▶ **Task details**:
How many lines in the listing below contain the string "pitch"? Reply with the number only.

▶ **Stored data**:
# # #
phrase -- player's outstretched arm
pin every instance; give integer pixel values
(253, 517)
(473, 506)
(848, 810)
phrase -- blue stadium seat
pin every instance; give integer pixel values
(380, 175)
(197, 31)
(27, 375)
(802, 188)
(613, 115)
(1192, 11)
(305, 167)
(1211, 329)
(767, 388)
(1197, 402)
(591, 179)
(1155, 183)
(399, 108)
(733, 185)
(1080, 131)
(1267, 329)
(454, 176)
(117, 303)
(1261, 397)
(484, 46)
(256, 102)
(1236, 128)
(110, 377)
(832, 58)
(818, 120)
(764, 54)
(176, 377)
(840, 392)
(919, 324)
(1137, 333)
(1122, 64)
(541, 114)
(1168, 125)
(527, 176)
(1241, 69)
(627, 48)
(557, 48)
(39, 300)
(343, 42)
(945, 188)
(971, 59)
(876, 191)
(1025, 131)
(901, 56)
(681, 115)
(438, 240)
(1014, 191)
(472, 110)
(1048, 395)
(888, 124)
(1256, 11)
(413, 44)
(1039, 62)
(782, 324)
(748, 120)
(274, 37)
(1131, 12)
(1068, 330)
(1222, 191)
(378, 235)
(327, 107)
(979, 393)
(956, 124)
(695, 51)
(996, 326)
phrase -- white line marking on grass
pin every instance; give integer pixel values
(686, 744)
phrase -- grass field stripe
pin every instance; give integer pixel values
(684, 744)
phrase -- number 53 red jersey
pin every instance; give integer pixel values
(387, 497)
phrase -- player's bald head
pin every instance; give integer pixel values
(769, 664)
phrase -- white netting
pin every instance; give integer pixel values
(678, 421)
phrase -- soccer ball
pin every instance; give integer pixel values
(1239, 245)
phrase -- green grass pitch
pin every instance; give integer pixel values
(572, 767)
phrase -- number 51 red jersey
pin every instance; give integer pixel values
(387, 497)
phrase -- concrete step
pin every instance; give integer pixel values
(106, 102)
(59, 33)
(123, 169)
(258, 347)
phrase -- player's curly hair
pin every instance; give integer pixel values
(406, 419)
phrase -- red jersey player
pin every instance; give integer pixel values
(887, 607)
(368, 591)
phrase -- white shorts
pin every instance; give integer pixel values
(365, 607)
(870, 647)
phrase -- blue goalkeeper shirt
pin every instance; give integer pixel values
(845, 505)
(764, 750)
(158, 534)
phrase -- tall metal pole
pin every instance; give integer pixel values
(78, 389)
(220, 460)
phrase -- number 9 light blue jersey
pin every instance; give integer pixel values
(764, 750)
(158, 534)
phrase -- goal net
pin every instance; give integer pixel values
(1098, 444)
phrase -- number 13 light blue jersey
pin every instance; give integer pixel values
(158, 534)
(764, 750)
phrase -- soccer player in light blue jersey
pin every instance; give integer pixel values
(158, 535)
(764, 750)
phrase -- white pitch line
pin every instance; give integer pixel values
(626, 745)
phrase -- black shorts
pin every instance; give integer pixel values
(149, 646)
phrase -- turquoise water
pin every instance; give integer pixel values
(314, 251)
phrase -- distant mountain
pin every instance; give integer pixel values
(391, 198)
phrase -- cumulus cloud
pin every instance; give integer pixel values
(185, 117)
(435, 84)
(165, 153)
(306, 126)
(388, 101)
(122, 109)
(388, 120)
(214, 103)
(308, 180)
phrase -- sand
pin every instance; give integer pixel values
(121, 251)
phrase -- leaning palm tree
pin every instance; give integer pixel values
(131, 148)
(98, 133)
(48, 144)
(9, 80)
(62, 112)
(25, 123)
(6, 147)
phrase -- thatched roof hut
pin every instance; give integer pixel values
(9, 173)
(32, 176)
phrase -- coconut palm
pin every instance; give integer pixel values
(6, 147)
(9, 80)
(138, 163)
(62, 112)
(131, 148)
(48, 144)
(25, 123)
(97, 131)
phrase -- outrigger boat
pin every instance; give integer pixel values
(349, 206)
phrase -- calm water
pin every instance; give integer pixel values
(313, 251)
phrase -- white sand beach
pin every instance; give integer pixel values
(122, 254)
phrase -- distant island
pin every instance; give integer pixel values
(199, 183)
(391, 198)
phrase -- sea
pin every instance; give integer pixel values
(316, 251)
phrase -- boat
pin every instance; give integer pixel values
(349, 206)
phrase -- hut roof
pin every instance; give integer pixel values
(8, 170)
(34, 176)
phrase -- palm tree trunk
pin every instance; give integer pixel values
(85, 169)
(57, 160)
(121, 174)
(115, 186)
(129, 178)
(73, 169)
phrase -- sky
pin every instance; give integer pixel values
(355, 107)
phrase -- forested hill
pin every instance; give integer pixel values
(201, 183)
# # #
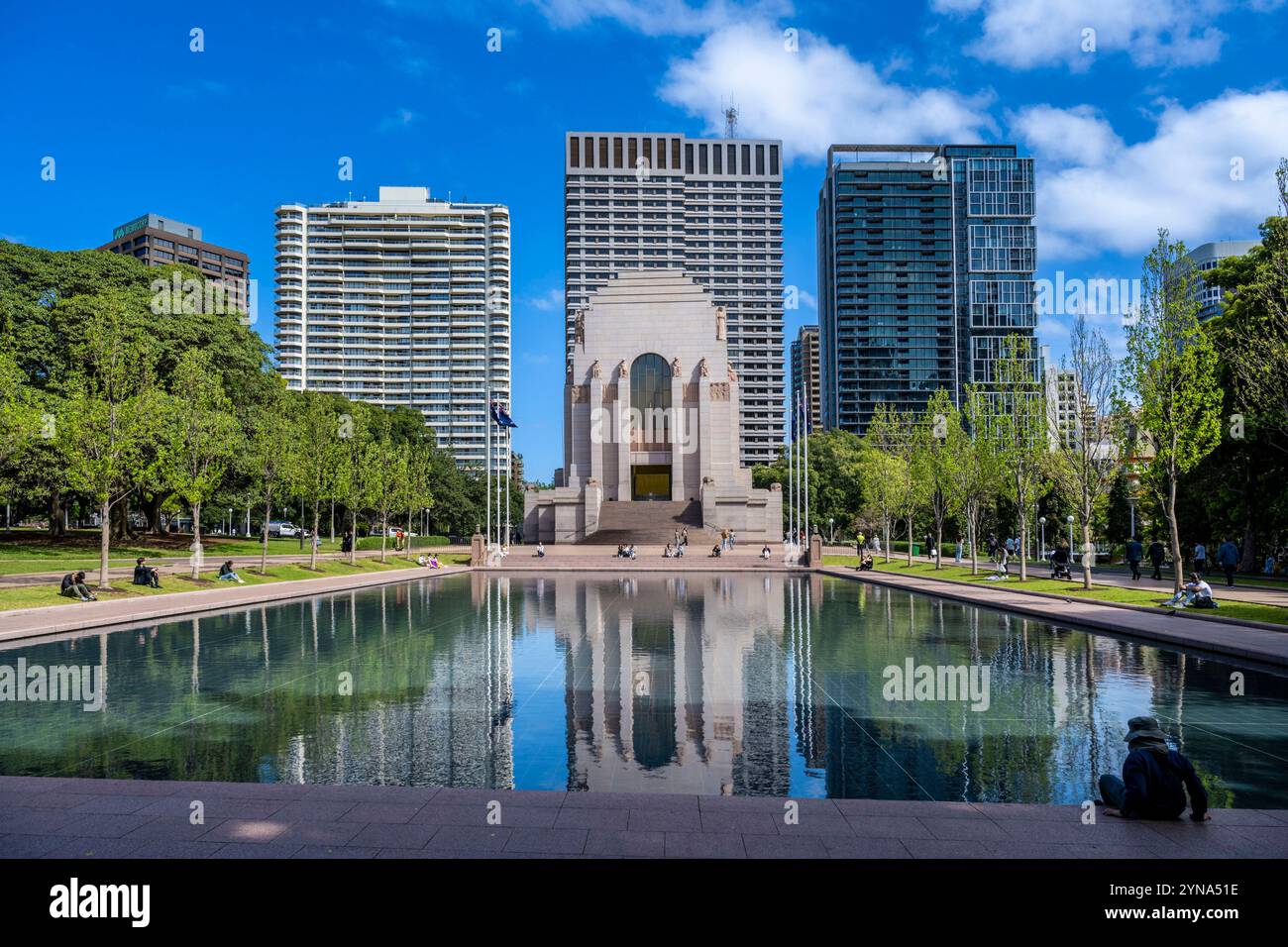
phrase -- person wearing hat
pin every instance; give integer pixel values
# # #
▶ **Output of the task**:
2